Task statement: Drop every picture, then repeat the records exactly.

Record set:

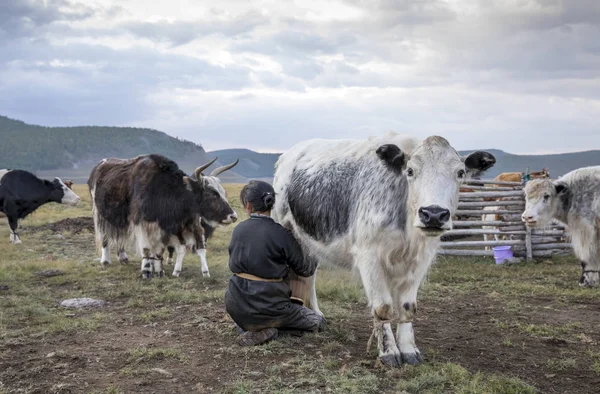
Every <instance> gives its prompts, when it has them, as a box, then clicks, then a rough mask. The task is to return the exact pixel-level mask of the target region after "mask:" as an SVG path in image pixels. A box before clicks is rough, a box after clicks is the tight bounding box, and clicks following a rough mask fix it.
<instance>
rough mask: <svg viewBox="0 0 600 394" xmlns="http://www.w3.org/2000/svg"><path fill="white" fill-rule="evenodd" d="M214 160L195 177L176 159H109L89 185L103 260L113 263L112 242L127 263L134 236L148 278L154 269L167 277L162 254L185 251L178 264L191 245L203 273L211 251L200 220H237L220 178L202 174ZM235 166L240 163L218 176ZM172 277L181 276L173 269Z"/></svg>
mask: <svg viewBox="0 0 600 394" xmlns="http://www.w3.org/2000/svg"><path fill="white" fill-rule="evenodd" d="M213 162H214V160H213V161H212V162H210V163H208V164H205V165H204V166H201V167H199V168H197V169H196V171H195V177H189V176H187V175H186V174H185V173H184V172H183V171H181V170H180V169H179V167H178V166H177V164H176V163H175V162H174V161H172V160H170V159H168V158H166V157H164V156H161V155H156V154H151V155H143V156H138V157H135V158H133V159H117V158H110V159H104V160H103V161H101V162H100V163H99V164H98V165H96V167H94V168H93V169H92V172H91V174H90V177H89V180H88V186H89V189H90V196H91V198H92V212H93V216H94V225H95V229H96V239H97V240H98V242H99V243H101V245H102V257H101V261H102V262H103V263H104V264H110V244H114V245H115V246H116V247H117V250H118V251H119V260H120V261H121V262H123V263H126V262H127V261H128V257H127V255H126V254H125V246H126V243H127V241H128V240H129V239H132V238H135V240H136V245H137V249H138V252H139V253H140V255H141V256H142V257H143V258H142V269H141V270H142V276H143V277H144V278H150V277H152V274H153V271H154V272H156V273H158V275H159V276H163V275H164V270H163V267H162V255H163V253H164V250H165V248H167V247H168V246H170V245H171V246H175V245H176V247H177V248H183V253H180V252H179V250H178V260H179V256H180V255H181V259H182V260H183V255H184V254H185V246H186V245H188V246H191V247H194V248H196V249H197V250H198V251H201V250H202V251H204V254H200V253H198V254H199V255H200V257H201V259H203V261H202V264H203V271H204V266H205V265H206V258H205V256H206V253H205V252H206V249H205V245H204V235H203V231H202V227H201V226H200V221H201V218H204V219H205V220H206V221H207V222H210V223H216V224H223V225H226V224H231V223H233V222H235V221H236V220H237V214H236V213H235V212H234V211H233V209H232V208H231V206H230V205H229V203H228V202H227V196H226V193H225V190H224V189H223V187H222V186H221V184H220V182H219V180H218V179H217V178H216V177H215V176H203V175H202V171H203V170H204V169H206V168H208V167H209V166H210V165H211V164H212V163H213ZM236 164H237V161H236V162H235V163H232V164H230V165H228V166H224V167H220V168H219V169H217V170H215V171H214V172H213V173H215V172H219V173H220V172H223V171H225V170H228V169H230V168H232V167H233V166H235V165H236ZM211 175H212V174H211ZM132 236H134V237H132ZM177 268H178V267H177V265H176V268H175V269H176V270H177ZM180 268H181V264H179V270H180ZM206 272H208V268H207V267H206ZM173 275H174V276H178V275H179V272H175V271H174V272H173Z"/></svg>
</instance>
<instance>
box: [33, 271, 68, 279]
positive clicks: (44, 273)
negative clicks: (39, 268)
mask: <svg viewBox="0 0 600 394" xmlns="http://www.w3.org/2000/svg"><path fill="white" fill-rule="evenodd" d="M64 274H65V273H64V272H63V271H61V270H43V271H39V272H36V273H35V276H39V277H43V278H51V277H53V276H60V275H64Z"/></svg>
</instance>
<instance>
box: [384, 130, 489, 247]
mask: <svg viewBox="0 0 600 394" xmlns="http://www.w3.org/2000/svg"><path fill="white" fill-rule="evenodd" d="M377 154H378V155H379V157H380V158H381V159H382V160H385V161H387V163H388V165H391V166H394V167H396V168H398V169H400V168H401V170H399V171H401V172H403V173H404V174H405V176H406V178H407V181H408V201H407V209H408V211H409V217H413V218H414V219H413V226H414V227H416V228H417V229H419V230H420V231H421V232H422V233H423V234H425V235H427V236H440V235H442V234H443V233H444V232H445V231H447V230H450V229H452V215H453V214H454V212H455V211H456V208H457V206H458V193H459V188H460V185H461V184H462V183H463V181H464V180H465V179H466V178H467V177H469V176H472V175H473V174H474V173H480V172H482V171H485V170H487V169H489V168H490V167H492V166H493V165H494V164H495V162H496V159H495V158H494V156H493V155H492V154H490V153H488V152H474V153H472V154H471V155H469V156H468V157H466V158H461V157H460V156H459V155H458V153H457V152H456V150H454V148H452V146H450V144H449V143H448V141H446V139H444V138H442V137H438V136H433V137H429V138H427V139H426V140H425V141H423V143H422V144H421V145H420V146H418V147H417V148H416V149H415V150H414V151H413V152H412V153H411V154H410V157H409V158H408V160H406V155H405V154H404V153H403V152H402V151H401V150H400V149H399V148H398V147H397V146H396V145H383V146H381V147H380V148H379V149H378V150H377Z"/></svg>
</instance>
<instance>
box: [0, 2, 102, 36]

Response for this exercise:
Every <instance> gives its prompts, when it has them, as a box, then clicks, then a rough mask. The task is to return the exact pixel-level mask of the target region after "mask:" as an SVG path in image pixels. A box before clicks is rough, a box after clicks is the tight bounding box, and clicks following a rough mask fix it.
<instance>
rough mask: <svg viewBox="0 0 600 394" xmlns="http://www.w3.org/2000/svg"><path fill="white" fill-rule="evenodd" d="M214 160L195 177L176 159H109L89 185L103 260L113 263L112 242L127 263L134 236L148 278L154 269L167 277L162 254L185 251L178 264L191 245L203 273L211 251L200 220H237L220 178L202 174ZM235 166L240 163L218 176ZM172 277L181 276L173 269Z"/></svg>
mask: <svg viewBox="0 0 600 394" xmlns="http://www.w3.org/2000/svg"><path fill="white" fill-rule="evenodd" d="M213 162H214V160H213V161H212V162H210V163H208V164H205V165H204V166H201V167H199V168H197V169H196V171H195V177H189V176H187V175H186V174H185V173H184V172H183V171H181V170H180V169H179V167H178V166H177V164H176V163H175V162H174V161H172V160H170V159H168V158H166V157H164V156H161V155H156V154H151V155H143V156H138V157H135V158H133V159H117V158H110V159H104V160H103V161H101V162H100V163H99V164H98V165H96V167H94V168H93V169H92V172H91V174H90V177H89V180H88V186H89V189H90V196H91V198H92V212H93V216H94V225H95V229H96V239H97V240H98V242H99V243H101V245H102V257H101V261H102V262H103V263H104V264H110V244H114V245H115V246H116V247H117V250H118V251H119V260H120V261H121V262H123V263H126V262H127V261H128V257H127V255H126V254H125V246H126V243H127V241H128V240H129V239H132V238H135V240H136V245H137V249H138V252H139V253H140V255H141V256H142V257H143V258H142V269H141V270H142V276H143V277H144V278H150V277H152V274H153V271H154V272H156V273H158V275H159V276H163V275H164V270H163V267H162V255H163V253H164V250H165V248H167V247H168V246H170V245H171V246H175V245H176V247H177V248H183V253H180V252H179V250H178V260H179V256H180V255H181V259H182V260H183V255H184V254H185V246H186V245H188V246H191V247H194V248H196V249H197V250H198V251H201V250H202V251H204V254H200V253H198V254H199V255H200V257H201V259H203V261H202V264H203V271H204V266H205V265H206V258H205V256H206V253H205V252H206V249H205V245H204V235H203V231H202V227H201V226H200V221H201V218H204V219H205V220H206V221H207V222H210V223H216V224H223V225H226V224H231V223H233V222H235V221H236V220H237V214H236V213H235V212H234V211H233V209H232V208H231V206H230V205H229V203H228V202H227V196H226V193H225V190H224V189H223V187H222V186H221V184H220V182H219V180H218V179H217V178H216V177H215V176H203V175H202V171H203V170H204V169H206V168H208V167H209V166H210V165H211V164H212V163H213ZM236 164H237V161H236V162H235V163H232V164H230V165H228V166H224V167H220V168H219V169H217V170H215V171H214V172H213V173H215V172H219V173H220V172H223V171H225V170H228V169H230V168H232V167H233V166H235V165H236ZM211 175H212V174H211ZM132 236H134V237H132ZM177 268H178V267H177V265H176V268H175V269H176V270H177ZM180 268H181V264H179V270H180ZM206 272H208V268H207V267H206ZM173 275H174V276H178V275H179V272H175V271H174V272H173Z"/></svg>
</instance>
<instance>
box: [33, 271, 68, 279]
positive clicks: (44, 273)
negative clicks: (39, 268)
mask: <svg viewBox="0 0 600 394" xmlns="http://www.w3.org/2000/svg"><path fill="white" fill-rule="evenodd" d="M64 274H65V273H64V272H63V271H61V270H43V271H39V272H36V273H35V276H39V277H43V278H51V277H53V276H60V275H64Z"/></svg>
</instance>
<instance>
box: [384, 130, 489, 247]
mask: <svg viewBox="0 0 600 394" xmlns="http://www.w3.org/2000/svg"><path fill="white" fill-rule="evenodd" d="M377 154H378V155H379V157H380V158H381V159H382V160H385V161H387V163H388V165H391V166H394V167H396V168H398V169H400V168H401V170H399V171H401V172H403V173H404V174H405V176H406V178H407V181H408V201H407V209H408V211H409V217H413V218H414V219H413V226H414V227H416V228H417V229H419V230H420V231H421V232H422V233H423V234H425V235H427V236H440V235H442V234H443V233H444V232H445V231H447V230H450V229H452V215H453V214H454V212H455V211H456V208H457V206H458V193H459V188H460V185H461V184H462V183H463V181H464V180H465V179H466V178H467V177H469V176H472V175H473V174H474V173H480V172H482V171H485V170H487V169H489V168H490V167H492V166H493V165H494V164H495V162H496V159H495V158H494V156H493V155H492V154H490V153H488V152H474V153H472V154H471V155H469V156H468V157H466V158H461V157H460V156H459V155H458V153H457V152H456V150H454V148H452V146H450V144H449V143H448V141H446V139H444V138H442V137H438V136H433V137H429V138H427V139H426V140H425V141H423V143H422V144H421V145H420V146H418V147H417V148H416V149H415V150H414V151H413V152H412V153H411V154H410V157H409V158H408V160H406V155H405V154H404V153H403V152H402V151H401V150H400V149H399V148H398V147H397V146H396V145H383V146H381V147H380V148H379V149H378V150H377Z"/></svg>
</instance>
<instance>
box: [0, 2, 102, 36]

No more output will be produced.